**Task instructions**
In the passage below about the journey of a clonazepam pill, explain in one to three sentences why the route relies mostly on ocean shipping rather than air freight.

**Selected text**
+ + + +

Here's an article ("Journey of a Pill") that illustrates that in great detail, and here's an article in the Globe and Mail that adds some more details. The authors picked clonazepam, a classic old benzodiazepine (often sold under the brand name of Klonopin) that has been on the market in North America since the mid-1970s. It is the very definition of a generic drug - off patent for decades but still in use, and produced by a number of suppliers around the world. In this case, the authors trace a path that starts with the API itself being produced in Bangalore, while the excipients that will also go into the pill are made in Guangzhou. The API is taken by truck to Mumbai and then shipped by boat to Rotterdam, while the excipients are similarly trucked to Shanghai and then are shipped to Mumbai. The API is analyzed and inspected in the EU and then shipped back to India itself, and the actual clonazepam tablets (API and excipients combined) are made in India. You'll note that this analysis skips over a good amount of the chemistry involved - for example, where do the ingredients used to make the clonazepam itself come from? The answer there is surely "other Chinese suppliers, and good luck figuring out which ones".

But wait, there's more, as they used to say on the old cable TV ads. The finished tablets are shipped to the US, where they undergo USP testing in New Jersey. They are then trucked to Tennessee, where they are repackaged into smaller consumer bottles, and these are then sent to a distribution center Toronto for the Canadian market. In the case the authors are using, trucks then take these to Vancouver, where they are delivered to individual pharmacies for prescription sale to consumers. The authors estimate that the clonazepam could travel over 30,000 miles before it gets into the hands of a patient, what with all that transoceanic shipping, which is pretty impressive. That's also why you see a lot of ocean shipping as opposed to air freight - the latter does occur, but the margins in the generic business are thin enough to make it less attractive. I've heard the expression in the shipping business that "air freight is for flowers and f**kups" (i.e. hasty overnight deliveries), and I think that applies here as well.

+ + + +

**Raw data**
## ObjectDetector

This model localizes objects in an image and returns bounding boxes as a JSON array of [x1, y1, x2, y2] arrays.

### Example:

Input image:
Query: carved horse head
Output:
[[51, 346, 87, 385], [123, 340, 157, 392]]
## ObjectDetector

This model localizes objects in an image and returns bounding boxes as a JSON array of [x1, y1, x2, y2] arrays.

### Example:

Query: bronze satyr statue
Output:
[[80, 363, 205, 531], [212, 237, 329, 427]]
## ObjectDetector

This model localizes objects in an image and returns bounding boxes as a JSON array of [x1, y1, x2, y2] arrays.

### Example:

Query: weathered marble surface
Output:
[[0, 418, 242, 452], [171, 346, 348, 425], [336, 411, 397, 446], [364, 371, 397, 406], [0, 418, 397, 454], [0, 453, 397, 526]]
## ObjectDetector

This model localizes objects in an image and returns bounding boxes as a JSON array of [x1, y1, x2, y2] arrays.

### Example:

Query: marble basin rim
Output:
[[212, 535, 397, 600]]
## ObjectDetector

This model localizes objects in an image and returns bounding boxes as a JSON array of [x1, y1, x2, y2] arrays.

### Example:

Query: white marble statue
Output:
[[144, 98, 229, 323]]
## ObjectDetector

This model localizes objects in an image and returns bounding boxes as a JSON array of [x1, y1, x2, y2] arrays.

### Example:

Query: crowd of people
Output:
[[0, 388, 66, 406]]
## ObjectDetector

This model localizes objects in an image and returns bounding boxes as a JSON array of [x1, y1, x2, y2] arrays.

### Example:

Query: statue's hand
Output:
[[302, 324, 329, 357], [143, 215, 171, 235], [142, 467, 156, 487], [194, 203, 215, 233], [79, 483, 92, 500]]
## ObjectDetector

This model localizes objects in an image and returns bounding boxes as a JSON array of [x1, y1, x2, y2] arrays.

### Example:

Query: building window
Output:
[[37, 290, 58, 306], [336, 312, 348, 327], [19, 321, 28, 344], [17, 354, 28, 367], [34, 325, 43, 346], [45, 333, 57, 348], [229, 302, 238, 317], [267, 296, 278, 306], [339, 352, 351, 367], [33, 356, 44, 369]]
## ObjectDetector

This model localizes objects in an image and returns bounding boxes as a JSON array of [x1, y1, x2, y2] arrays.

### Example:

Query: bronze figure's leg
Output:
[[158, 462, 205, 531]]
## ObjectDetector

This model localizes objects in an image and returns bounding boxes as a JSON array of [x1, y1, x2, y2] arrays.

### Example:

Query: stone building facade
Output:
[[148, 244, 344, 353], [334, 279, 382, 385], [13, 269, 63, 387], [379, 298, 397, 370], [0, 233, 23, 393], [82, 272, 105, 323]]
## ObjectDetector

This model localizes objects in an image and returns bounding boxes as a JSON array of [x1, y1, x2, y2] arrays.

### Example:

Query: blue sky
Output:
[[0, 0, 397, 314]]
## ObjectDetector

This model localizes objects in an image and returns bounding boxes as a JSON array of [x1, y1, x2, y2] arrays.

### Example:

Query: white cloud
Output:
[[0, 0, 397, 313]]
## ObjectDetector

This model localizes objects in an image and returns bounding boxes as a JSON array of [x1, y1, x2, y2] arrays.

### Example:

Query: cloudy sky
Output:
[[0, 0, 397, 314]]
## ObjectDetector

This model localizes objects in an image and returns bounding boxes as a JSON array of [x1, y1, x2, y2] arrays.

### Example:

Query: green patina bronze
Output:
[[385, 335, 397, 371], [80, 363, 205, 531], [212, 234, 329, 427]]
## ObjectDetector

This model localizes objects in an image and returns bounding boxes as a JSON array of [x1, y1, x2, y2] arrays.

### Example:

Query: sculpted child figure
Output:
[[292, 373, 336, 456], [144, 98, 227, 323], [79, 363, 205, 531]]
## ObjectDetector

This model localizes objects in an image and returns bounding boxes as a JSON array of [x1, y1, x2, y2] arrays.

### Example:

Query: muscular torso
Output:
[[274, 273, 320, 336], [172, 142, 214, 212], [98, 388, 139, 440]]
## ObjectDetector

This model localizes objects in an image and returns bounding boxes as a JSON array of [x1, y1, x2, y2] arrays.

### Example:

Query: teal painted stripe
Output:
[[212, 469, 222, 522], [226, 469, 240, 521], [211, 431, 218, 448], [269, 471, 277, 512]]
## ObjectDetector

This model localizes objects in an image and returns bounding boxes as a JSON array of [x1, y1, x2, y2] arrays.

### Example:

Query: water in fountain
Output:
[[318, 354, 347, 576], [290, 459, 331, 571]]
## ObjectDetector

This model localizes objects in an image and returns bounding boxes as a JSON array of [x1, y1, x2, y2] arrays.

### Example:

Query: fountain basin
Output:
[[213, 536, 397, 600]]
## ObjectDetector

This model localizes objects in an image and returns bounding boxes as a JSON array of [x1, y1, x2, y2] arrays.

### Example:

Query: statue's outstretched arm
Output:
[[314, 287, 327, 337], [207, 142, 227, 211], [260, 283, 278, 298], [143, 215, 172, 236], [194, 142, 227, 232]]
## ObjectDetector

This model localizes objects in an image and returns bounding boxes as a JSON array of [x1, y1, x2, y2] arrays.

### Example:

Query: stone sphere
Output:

+ + + +

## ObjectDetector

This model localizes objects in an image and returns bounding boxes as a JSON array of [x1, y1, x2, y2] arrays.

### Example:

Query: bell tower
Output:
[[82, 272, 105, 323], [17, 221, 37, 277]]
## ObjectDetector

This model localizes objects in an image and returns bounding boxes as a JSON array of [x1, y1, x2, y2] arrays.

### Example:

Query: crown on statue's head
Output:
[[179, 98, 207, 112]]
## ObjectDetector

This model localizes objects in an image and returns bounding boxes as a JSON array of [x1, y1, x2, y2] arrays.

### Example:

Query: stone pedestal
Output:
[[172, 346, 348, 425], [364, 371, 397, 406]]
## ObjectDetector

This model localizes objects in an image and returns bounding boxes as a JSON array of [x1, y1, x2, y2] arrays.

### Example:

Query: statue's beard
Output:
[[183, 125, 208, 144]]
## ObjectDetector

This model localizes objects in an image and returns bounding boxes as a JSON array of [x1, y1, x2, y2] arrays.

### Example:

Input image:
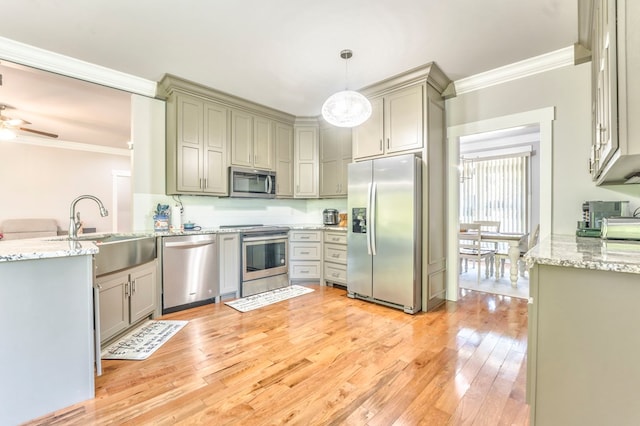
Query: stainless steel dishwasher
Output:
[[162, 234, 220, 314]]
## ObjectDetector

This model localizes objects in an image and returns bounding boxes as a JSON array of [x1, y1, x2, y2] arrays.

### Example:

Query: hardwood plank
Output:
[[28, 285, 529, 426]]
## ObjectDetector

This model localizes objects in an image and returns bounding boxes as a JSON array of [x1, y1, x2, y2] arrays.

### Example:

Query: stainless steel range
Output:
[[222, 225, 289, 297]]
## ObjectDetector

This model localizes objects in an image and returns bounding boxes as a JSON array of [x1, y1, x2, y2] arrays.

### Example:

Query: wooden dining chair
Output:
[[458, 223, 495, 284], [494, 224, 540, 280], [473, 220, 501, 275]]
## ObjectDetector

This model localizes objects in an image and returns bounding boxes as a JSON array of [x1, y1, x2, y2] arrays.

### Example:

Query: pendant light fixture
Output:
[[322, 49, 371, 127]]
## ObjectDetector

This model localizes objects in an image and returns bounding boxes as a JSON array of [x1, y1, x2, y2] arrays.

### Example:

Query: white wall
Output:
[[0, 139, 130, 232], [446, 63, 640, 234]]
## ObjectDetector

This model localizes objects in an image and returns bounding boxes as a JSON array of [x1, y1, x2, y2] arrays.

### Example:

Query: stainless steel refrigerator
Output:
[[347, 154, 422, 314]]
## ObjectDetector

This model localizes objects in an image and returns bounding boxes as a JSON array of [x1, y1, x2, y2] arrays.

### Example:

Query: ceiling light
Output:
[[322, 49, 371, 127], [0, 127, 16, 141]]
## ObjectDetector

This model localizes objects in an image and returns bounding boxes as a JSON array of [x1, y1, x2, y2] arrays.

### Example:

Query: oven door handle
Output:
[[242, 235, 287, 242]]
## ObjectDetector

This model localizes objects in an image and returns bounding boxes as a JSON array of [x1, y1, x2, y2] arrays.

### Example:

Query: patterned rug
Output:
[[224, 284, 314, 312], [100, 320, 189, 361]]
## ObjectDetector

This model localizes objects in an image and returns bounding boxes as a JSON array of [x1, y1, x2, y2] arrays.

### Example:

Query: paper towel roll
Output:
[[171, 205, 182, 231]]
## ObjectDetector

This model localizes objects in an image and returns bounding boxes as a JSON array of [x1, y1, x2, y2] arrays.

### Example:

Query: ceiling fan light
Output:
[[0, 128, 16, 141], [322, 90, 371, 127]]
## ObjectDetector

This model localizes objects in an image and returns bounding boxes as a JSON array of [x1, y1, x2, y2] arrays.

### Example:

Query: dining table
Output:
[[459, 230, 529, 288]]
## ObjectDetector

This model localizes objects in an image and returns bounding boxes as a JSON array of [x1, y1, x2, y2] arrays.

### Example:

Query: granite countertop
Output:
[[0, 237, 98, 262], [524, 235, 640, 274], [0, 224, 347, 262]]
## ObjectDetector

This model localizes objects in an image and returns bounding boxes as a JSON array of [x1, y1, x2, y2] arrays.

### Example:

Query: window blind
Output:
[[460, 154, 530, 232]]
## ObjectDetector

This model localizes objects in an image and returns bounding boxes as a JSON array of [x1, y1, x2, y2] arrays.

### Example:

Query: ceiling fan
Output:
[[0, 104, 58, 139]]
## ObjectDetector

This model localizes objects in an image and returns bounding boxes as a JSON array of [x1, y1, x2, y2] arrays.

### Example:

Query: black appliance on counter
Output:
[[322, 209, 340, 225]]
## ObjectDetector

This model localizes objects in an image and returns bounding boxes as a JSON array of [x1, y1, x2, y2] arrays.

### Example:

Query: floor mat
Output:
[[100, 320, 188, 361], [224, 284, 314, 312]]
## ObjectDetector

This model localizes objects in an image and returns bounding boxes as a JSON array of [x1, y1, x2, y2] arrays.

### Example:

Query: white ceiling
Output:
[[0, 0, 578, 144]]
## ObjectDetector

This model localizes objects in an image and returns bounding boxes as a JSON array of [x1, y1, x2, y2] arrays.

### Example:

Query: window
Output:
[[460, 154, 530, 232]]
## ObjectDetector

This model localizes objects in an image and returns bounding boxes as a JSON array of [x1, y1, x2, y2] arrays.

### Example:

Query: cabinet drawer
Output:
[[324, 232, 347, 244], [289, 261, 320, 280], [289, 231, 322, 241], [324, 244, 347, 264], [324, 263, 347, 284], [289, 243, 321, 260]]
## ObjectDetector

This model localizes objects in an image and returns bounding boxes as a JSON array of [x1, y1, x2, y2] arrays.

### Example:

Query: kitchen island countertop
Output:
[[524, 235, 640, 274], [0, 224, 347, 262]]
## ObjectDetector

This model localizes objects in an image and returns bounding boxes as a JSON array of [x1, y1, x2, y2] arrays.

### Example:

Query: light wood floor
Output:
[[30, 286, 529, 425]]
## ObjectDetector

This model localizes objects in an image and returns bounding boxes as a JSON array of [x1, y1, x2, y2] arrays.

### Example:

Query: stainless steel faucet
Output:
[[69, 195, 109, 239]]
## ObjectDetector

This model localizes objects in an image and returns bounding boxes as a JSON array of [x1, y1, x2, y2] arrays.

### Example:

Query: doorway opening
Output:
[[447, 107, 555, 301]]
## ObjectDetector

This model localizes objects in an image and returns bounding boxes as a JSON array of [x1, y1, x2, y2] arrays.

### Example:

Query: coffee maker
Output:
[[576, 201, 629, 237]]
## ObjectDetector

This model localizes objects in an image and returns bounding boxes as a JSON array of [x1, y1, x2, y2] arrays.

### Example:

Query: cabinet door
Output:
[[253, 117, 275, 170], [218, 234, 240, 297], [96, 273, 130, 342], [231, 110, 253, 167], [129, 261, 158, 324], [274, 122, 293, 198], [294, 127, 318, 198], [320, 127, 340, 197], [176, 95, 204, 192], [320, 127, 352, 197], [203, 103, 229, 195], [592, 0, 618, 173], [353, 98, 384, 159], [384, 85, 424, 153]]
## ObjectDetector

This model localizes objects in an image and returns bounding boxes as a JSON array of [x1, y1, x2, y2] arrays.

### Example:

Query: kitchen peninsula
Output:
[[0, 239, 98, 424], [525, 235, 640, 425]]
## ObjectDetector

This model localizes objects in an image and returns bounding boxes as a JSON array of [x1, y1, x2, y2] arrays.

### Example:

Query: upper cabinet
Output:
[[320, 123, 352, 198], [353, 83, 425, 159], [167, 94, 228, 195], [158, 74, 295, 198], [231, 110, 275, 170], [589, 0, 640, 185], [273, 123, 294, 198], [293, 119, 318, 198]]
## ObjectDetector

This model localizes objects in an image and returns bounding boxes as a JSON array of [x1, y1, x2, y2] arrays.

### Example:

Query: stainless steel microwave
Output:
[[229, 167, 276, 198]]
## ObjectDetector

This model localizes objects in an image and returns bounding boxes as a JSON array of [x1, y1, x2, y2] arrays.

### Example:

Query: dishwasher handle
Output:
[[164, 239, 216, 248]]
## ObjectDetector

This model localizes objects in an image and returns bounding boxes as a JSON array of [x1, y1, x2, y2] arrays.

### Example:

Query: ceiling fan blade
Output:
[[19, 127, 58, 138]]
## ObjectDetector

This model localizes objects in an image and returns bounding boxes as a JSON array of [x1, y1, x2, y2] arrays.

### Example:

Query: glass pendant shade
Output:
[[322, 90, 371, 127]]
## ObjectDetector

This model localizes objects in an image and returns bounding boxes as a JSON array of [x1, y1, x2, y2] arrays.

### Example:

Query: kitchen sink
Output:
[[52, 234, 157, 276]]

+ + + +

**Response box**
The route relies mostly on ocean shipping because margins in the generic drug business are thin, which makes air freight less attractive. Air freight does occur, but it is associated with hasty overnight deliveries.